>> START

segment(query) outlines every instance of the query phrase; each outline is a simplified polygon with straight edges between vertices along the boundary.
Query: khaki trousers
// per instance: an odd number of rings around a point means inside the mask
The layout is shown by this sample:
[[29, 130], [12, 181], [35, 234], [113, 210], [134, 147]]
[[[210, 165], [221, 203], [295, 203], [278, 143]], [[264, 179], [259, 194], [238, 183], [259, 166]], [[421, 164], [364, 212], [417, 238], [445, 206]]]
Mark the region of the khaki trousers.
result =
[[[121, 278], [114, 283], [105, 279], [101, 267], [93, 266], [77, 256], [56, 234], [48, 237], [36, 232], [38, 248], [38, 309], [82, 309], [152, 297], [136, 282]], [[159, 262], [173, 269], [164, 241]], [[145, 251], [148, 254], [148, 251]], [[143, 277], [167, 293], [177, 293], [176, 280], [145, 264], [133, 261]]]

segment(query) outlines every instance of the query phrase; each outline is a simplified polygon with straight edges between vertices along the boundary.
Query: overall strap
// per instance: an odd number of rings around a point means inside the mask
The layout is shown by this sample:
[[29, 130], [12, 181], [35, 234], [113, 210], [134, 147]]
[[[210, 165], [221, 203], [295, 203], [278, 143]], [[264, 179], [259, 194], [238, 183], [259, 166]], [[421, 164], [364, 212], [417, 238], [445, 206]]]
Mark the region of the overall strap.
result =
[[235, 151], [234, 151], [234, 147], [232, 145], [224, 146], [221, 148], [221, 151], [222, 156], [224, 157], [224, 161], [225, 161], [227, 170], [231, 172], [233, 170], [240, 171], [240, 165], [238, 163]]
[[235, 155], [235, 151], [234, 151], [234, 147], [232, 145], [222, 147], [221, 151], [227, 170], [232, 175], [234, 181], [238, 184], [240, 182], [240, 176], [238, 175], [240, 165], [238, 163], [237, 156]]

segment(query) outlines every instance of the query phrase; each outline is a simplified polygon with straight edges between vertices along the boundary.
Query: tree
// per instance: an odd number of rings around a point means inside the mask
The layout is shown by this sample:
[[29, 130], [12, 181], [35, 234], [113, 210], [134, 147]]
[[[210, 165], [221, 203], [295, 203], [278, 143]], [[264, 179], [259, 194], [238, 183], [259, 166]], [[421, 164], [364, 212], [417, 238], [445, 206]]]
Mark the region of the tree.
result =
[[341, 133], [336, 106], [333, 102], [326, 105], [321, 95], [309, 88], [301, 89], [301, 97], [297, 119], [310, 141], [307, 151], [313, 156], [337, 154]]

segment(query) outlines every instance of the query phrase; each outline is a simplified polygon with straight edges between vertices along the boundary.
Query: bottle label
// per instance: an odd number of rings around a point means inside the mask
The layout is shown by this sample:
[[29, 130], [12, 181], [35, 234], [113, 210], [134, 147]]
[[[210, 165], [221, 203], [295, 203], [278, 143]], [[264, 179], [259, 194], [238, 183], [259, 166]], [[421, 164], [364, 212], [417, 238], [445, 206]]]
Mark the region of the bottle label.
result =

>> END

Count the lines above that contain the string "region", treating uppercase and lowercase as different, and give only the number.

▸ Result below
4